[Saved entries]
<<<<

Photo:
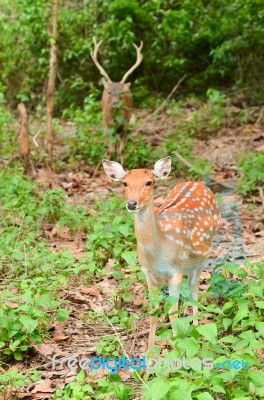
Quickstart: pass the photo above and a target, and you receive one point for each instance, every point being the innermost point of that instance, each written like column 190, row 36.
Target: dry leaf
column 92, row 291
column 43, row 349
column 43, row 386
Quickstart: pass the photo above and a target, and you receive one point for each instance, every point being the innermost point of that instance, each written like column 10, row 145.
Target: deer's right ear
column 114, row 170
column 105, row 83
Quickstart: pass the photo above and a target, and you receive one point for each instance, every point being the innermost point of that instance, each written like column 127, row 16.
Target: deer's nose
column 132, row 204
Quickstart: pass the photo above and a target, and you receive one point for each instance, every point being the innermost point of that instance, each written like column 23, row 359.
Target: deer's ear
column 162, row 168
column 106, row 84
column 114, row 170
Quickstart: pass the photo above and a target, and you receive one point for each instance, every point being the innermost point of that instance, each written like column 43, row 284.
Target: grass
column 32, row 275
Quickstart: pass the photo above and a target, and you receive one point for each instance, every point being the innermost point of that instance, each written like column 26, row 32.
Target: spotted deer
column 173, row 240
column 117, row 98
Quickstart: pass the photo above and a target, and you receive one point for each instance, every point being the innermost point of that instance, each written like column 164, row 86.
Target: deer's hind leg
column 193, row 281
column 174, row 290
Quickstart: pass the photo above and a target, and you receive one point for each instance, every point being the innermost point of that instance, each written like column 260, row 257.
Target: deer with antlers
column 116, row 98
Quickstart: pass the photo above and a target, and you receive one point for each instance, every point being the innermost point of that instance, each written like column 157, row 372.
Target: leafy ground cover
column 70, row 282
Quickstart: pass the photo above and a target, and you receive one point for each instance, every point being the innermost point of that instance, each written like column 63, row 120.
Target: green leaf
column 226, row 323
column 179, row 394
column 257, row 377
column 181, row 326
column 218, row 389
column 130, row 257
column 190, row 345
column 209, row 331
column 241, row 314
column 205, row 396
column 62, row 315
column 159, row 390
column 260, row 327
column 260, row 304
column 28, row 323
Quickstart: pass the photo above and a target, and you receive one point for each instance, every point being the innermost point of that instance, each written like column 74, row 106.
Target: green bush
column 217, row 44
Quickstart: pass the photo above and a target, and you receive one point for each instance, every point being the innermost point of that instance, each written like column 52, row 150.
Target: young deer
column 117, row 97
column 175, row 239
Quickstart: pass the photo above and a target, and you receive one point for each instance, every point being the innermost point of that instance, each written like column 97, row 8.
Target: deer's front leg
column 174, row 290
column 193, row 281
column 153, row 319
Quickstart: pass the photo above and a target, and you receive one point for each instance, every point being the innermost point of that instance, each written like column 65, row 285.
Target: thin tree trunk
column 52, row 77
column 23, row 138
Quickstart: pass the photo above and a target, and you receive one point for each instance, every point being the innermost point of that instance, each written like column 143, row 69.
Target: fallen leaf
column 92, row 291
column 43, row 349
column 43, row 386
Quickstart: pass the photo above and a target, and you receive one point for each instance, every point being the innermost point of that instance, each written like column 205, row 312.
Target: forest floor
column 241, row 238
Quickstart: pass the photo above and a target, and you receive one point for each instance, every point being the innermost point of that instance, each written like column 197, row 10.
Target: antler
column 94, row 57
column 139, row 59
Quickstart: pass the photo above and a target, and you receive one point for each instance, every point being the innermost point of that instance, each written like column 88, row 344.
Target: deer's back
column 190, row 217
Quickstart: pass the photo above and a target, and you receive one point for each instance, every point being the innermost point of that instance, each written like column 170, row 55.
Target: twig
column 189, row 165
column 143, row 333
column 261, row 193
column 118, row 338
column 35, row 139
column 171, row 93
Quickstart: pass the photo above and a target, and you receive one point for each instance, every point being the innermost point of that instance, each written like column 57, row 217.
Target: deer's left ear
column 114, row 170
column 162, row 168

>>>>
<<<<

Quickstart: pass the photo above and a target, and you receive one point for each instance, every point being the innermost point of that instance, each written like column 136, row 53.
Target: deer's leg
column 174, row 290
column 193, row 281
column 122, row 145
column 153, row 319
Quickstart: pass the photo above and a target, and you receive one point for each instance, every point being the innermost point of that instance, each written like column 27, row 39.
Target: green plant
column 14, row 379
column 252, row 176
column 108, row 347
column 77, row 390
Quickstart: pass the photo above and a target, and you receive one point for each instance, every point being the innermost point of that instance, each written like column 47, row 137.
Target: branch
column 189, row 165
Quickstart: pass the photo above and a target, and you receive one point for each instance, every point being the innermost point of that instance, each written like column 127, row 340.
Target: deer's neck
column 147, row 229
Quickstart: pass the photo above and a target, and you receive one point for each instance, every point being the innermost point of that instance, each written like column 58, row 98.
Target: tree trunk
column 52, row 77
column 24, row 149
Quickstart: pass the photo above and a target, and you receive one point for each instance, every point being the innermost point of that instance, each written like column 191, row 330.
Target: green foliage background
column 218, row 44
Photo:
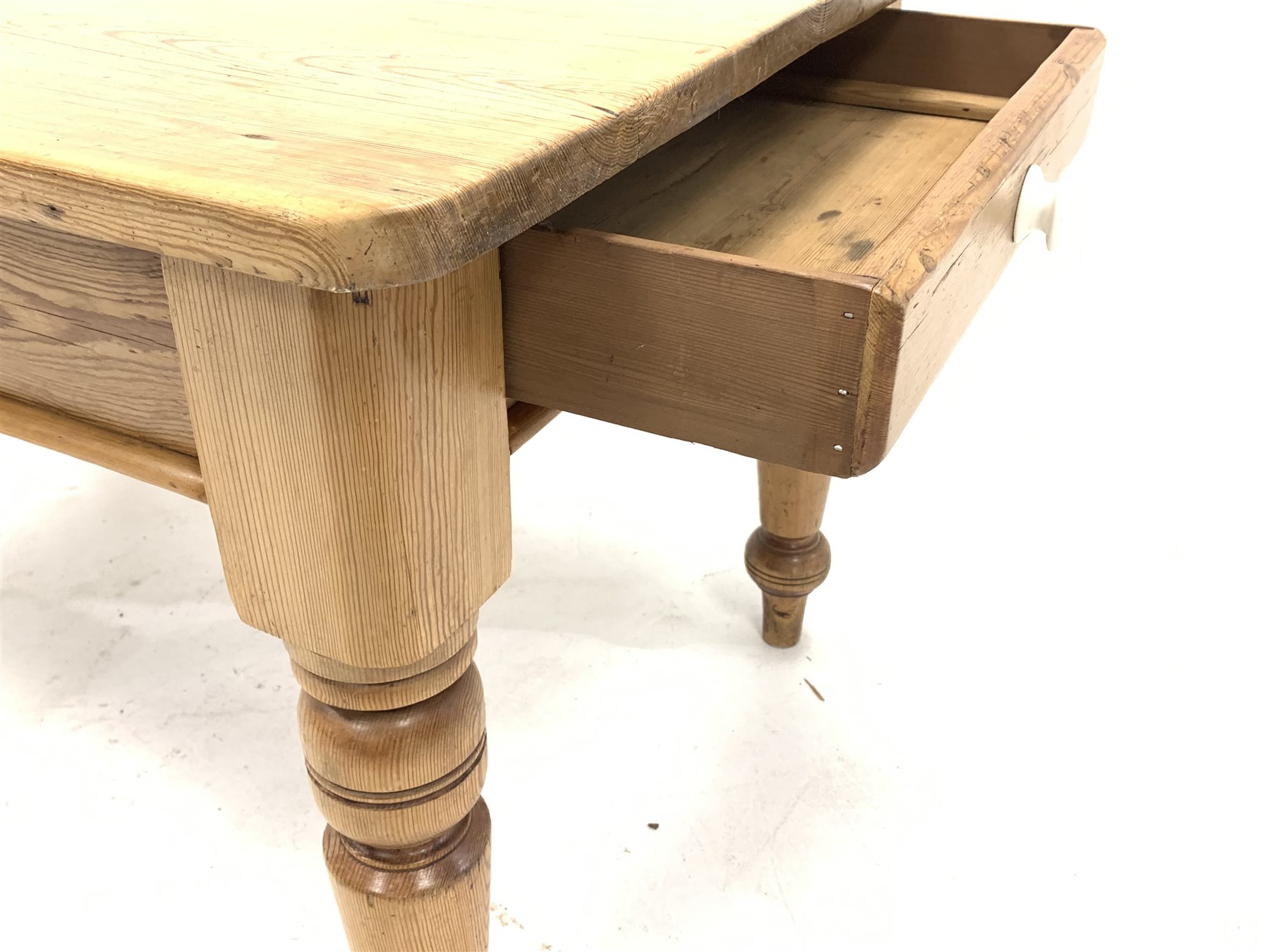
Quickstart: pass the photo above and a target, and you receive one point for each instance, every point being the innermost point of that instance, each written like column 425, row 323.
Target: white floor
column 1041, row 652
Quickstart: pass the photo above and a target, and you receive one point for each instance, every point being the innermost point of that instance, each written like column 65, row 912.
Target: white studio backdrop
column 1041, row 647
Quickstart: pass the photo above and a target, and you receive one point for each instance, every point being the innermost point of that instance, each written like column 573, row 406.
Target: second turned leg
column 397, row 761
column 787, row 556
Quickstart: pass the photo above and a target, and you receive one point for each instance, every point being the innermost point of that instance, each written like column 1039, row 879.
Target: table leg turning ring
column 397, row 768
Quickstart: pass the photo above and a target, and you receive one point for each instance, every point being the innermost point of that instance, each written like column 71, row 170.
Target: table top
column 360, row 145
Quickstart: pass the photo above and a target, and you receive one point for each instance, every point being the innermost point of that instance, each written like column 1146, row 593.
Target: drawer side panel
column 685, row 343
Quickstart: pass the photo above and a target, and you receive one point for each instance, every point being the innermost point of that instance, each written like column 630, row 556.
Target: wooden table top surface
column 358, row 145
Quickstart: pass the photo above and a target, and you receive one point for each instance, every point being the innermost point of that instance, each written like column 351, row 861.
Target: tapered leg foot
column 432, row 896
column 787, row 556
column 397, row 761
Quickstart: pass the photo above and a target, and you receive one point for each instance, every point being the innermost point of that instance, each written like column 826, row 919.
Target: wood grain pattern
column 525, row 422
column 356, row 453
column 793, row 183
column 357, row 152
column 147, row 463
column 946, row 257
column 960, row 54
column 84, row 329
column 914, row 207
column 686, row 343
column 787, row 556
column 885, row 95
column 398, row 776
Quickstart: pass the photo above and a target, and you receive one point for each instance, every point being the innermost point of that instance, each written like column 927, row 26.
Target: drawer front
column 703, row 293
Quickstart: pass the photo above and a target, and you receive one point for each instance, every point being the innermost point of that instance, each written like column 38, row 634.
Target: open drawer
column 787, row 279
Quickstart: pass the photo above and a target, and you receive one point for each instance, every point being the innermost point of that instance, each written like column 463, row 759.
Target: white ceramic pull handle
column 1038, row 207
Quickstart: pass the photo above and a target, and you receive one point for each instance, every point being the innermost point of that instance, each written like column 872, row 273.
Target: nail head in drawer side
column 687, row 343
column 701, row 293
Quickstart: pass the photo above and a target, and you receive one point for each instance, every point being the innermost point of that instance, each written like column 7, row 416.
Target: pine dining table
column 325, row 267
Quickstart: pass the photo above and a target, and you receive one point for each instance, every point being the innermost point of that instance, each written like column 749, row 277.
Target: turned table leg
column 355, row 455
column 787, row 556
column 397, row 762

>>>>
<<<<

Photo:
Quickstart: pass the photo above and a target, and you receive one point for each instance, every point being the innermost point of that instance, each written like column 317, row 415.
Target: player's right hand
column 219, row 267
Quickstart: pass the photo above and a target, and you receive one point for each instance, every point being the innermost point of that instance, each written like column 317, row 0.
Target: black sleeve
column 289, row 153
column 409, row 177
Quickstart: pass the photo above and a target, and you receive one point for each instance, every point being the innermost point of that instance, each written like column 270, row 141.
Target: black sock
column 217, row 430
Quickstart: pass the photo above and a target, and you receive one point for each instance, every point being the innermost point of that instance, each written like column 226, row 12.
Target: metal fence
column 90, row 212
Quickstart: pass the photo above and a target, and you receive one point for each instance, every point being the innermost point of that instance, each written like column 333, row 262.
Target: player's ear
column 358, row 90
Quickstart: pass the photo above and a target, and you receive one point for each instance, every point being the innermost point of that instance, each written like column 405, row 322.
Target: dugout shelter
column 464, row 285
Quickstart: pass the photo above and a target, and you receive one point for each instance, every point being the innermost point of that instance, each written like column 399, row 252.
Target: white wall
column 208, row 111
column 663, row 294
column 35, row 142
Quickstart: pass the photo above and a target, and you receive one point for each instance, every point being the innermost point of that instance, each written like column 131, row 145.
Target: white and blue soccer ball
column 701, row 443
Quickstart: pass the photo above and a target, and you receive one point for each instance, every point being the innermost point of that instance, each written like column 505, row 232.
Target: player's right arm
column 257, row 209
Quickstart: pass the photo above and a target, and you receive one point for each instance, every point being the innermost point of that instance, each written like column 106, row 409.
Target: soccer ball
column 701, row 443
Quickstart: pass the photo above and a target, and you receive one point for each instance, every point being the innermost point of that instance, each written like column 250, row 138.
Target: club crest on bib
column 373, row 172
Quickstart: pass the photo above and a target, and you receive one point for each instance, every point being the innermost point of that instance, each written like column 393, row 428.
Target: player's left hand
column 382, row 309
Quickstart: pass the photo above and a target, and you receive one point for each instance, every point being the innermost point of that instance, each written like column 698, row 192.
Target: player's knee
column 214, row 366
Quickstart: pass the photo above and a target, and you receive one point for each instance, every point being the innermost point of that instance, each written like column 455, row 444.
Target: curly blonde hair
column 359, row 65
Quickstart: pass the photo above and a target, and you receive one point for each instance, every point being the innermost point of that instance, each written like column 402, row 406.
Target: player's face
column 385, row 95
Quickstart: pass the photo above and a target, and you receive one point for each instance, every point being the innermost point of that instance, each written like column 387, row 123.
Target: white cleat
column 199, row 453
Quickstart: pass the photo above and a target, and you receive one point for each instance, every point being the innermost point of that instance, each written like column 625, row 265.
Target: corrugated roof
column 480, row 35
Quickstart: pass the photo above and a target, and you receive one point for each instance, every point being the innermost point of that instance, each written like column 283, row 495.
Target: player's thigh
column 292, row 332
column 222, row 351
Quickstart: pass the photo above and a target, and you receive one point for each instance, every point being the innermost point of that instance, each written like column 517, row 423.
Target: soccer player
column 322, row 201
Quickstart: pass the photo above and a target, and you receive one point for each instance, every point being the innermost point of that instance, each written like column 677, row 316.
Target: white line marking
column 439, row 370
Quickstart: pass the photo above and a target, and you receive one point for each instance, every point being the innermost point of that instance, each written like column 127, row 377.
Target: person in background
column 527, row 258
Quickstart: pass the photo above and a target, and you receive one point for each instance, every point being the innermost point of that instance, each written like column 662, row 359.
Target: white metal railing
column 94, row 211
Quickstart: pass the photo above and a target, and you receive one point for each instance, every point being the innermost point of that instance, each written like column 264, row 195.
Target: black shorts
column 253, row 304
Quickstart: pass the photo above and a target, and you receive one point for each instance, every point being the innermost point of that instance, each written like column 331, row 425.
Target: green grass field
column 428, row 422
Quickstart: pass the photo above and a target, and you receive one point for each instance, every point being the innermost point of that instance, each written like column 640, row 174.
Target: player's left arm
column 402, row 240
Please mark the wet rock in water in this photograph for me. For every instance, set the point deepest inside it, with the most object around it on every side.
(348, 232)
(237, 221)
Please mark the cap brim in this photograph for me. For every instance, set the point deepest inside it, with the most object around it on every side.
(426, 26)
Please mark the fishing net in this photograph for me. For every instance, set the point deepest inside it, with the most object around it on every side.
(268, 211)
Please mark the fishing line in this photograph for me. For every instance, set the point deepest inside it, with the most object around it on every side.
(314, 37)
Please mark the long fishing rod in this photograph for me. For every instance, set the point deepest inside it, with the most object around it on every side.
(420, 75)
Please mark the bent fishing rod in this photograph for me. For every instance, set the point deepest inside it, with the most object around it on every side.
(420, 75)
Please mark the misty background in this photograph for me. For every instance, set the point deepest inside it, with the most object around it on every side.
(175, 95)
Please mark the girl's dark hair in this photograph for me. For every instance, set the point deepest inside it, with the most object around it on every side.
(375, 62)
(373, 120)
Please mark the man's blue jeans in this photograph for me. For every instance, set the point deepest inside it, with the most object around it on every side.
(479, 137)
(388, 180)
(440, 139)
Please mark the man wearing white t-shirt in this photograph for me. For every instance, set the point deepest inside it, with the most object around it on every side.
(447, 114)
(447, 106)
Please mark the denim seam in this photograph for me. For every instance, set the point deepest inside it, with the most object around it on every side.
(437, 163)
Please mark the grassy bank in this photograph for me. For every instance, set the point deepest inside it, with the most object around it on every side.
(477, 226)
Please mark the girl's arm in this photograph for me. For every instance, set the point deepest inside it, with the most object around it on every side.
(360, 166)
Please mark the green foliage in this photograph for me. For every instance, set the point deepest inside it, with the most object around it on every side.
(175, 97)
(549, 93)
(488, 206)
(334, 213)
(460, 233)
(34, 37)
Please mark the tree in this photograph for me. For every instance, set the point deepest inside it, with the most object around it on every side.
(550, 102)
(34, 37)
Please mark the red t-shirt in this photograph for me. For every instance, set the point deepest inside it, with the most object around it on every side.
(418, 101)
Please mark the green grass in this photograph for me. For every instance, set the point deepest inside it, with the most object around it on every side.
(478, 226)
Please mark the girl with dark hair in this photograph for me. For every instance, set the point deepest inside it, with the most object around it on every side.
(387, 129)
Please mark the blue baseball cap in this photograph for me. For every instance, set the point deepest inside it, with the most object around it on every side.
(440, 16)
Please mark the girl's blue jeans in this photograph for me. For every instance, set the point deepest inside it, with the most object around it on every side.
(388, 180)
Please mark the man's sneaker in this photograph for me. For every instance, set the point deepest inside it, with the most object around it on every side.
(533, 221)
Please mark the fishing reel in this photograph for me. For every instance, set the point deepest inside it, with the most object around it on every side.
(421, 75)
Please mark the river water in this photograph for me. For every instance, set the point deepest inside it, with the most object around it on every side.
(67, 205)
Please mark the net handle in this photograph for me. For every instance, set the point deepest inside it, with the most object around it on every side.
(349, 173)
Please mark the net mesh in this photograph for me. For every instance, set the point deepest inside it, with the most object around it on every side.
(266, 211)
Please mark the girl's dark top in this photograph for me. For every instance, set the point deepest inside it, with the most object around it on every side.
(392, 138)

>>>>

PROBLEM DETAILS
Starting at the line that has "Target: player's thigh" and ending at the line that has "517, row 423.", please write out the lines above exactly, leaving out all others.

OUTPUT FOR THIS EXERCISE
Target: player's thigh
column 292, row 332
column 222, row 351
Quickstart: pass the photo above and a target, and you receive one point for each instance, every point being the innermost point of that instance, each written like column 517, row 423.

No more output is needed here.